> [Problem to solve]: Locate every line in the records containing the word "positive" and copy each of those lines out.

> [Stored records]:
= Beginning of Section =

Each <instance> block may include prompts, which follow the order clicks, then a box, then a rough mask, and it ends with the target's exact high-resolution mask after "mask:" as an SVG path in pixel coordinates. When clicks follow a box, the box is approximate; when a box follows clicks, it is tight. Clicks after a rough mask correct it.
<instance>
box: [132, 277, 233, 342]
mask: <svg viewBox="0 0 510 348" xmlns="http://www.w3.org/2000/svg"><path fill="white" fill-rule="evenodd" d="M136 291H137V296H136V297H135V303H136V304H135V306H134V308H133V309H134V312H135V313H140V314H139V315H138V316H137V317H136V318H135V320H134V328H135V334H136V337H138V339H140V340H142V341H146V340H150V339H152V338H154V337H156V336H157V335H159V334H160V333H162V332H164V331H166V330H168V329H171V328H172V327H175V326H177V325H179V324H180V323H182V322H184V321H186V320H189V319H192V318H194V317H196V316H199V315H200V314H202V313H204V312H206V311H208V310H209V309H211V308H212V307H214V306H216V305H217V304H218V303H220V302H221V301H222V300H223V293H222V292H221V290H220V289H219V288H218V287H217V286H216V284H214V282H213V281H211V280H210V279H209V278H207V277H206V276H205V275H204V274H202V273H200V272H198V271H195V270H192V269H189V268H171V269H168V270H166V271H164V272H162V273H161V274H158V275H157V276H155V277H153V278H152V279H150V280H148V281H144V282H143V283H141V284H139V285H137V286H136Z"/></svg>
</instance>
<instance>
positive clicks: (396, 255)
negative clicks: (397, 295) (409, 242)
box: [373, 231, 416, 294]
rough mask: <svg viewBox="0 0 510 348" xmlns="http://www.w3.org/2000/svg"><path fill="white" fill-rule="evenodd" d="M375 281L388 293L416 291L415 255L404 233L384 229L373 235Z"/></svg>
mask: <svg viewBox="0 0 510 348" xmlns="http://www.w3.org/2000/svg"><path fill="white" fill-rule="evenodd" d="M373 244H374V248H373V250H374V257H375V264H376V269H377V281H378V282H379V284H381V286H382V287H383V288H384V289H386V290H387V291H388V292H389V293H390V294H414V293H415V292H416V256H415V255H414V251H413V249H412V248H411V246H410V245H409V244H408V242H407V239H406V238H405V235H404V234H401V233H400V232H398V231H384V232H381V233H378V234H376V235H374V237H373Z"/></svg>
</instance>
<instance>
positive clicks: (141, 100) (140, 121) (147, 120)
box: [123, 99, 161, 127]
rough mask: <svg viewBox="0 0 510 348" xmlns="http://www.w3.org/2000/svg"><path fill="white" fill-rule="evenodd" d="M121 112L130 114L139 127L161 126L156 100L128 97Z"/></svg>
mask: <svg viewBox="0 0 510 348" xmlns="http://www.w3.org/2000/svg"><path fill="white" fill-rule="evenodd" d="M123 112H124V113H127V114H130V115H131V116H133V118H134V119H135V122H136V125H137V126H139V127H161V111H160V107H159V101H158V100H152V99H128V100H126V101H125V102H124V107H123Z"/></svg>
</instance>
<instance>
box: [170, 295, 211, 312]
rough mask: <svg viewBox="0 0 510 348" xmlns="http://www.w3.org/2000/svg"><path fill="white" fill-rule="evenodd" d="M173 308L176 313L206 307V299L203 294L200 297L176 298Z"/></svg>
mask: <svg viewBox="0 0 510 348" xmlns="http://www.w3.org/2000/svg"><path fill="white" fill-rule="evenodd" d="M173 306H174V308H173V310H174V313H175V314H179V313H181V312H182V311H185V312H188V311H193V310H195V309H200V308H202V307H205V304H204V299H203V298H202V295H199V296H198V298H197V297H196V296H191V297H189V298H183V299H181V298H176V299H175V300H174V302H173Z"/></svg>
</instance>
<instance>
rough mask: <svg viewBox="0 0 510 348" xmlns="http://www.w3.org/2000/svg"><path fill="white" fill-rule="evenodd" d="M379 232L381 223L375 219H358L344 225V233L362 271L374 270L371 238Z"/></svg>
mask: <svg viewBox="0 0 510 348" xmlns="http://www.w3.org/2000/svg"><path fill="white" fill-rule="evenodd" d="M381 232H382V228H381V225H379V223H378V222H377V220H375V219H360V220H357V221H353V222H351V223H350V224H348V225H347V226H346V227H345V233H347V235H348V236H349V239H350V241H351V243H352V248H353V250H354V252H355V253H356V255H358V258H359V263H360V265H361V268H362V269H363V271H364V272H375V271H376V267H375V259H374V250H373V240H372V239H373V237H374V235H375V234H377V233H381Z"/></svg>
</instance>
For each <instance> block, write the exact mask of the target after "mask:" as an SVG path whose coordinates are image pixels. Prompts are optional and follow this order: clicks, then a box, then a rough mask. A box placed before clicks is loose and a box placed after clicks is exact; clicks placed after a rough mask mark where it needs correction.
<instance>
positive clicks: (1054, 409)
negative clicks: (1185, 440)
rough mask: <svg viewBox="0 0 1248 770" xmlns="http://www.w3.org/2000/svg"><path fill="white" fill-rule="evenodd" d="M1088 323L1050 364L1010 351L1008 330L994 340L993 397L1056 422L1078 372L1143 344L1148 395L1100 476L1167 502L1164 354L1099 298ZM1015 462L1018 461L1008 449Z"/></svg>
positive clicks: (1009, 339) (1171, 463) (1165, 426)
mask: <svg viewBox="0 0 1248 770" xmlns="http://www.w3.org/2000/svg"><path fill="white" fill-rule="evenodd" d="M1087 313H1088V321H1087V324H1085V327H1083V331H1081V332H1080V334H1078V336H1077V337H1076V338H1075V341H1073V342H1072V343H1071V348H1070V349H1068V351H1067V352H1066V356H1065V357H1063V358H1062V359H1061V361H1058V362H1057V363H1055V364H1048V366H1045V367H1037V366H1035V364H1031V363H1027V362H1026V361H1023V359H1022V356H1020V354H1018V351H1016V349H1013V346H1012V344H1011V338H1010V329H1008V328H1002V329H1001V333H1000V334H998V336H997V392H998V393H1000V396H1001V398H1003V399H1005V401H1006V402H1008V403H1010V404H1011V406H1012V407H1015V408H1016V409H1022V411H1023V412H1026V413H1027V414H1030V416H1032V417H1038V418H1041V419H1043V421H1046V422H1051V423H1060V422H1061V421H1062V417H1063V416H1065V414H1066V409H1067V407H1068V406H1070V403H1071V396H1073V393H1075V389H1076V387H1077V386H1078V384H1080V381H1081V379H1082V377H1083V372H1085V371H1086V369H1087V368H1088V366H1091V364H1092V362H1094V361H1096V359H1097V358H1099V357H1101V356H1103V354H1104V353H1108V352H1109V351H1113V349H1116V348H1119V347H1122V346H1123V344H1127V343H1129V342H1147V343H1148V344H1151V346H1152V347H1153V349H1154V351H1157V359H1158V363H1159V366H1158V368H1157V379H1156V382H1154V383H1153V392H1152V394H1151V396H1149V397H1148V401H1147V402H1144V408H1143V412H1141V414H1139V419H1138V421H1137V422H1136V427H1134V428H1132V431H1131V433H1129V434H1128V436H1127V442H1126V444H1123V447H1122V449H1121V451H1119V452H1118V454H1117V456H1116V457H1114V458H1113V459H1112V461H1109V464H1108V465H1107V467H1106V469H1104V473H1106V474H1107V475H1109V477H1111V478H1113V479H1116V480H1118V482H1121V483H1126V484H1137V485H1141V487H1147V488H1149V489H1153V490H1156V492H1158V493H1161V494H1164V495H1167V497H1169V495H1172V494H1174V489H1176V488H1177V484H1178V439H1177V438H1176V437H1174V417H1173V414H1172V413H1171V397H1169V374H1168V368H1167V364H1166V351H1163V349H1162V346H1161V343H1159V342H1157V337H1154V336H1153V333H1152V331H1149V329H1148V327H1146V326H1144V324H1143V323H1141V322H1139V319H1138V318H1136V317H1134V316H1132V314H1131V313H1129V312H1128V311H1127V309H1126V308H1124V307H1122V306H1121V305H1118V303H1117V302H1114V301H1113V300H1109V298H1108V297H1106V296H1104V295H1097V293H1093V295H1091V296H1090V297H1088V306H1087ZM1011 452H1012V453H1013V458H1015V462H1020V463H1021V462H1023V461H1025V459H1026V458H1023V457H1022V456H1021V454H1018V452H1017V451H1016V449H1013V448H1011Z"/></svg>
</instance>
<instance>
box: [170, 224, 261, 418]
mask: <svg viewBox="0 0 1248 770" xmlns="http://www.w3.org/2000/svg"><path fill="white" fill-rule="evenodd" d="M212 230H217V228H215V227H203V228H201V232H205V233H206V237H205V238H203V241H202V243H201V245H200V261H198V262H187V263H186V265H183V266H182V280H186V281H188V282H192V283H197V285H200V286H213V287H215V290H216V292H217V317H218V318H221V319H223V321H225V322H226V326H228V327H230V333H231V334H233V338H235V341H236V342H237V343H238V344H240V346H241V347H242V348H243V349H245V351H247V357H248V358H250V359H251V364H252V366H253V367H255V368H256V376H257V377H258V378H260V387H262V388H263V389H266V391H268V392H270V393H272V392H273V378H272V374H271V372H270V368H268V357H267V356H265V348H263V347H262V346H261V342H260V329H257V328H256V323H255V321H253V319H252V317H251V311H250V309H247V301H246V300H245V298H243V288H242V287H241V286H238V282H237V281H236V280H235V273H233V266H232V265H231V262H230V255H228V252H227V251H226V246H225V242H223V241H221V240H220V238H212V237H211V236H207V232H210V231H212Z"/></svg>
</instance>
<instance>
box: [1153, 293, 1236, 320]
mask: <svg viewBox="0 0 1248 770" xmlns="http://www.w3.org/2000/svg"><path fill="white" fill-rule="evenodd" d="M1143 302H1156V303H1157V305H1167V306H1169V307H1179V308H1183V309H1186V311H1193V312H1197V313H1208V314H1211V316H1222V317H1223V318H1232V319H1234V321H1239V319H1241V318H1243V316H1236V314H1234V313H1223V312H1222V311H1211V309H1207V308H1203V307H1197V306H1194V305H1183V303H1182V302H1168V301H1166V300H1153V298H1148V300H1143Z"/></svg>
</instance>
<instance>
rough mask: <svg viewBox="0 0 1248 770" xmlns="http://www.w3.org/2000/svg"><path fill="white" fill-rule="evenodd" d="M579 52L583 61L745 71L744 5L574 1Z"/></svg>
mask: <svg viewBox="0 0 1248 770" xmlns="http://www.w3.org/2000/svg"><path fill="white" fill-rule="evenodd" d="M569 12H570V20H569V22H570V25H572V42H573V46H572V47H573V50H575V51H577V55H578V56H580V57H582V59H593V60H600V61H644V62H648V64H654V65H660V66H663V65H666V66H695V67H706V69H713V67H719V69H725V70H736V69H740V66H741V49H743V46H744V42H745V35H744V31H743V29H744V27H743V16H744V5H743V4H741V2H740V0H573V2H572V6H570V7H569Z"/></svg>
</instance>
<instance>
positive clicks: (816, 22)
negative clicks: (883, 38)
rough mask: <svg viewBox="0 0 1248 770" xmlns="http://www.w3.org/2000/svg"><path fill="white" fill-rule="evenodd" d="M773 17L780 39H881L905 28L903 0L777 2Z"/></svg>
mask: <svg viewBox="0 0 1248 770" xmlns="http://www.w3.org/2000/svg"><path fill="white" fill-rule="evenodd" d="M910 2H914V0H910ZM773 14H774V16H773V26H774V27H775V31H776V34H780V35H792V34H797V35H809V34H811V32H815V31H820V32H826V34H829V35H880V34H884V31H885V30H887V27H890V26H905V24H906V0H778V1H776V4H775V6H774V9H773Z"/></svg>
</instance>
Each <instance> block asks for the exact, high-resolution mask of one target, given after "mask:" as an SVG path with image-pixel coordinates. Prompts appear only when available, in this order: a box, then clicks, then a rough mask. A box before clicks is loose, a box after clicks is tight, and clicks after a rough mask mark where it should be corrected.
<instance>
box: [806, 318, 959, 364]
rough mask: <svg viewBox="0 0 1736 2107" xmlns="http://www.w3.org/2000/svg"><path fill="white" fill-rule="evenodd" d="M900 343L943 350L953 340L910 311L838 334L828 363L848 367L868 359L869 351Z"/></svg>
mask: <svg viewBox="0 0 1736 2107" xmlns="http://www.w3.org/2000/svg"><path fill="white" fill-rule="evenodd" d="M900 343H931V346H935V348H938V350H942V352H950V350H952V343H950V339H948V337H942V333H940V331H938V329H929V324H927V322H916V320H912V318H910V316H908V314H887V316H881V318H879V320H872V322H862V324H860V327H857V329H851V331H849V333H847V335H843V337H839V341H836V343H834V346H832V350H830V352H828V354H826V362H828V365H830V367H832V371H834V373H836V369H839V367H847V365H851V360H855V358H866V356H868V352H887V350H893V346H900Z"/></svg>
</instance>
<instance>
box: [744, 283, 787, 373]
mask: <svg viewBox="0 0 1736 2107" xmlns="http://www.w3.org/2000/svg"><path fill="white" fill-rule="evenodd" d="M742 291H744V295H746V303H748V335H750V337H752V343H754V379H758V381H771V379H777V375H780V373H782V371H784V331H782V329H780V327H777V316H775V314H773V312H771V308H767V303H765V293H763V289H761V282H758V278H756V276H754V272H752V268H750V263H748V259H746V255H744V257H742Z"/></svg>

= End of Section =

> [Written reply]:
positive clicks: (396, 255)
positive clicks: (141, 100) (140, 121) (147, 120)
positive clicks: (1054, 409)
positive clicks: (1009, 339) (1171, 463) (1165, 426)
positive clicks: (816, 22)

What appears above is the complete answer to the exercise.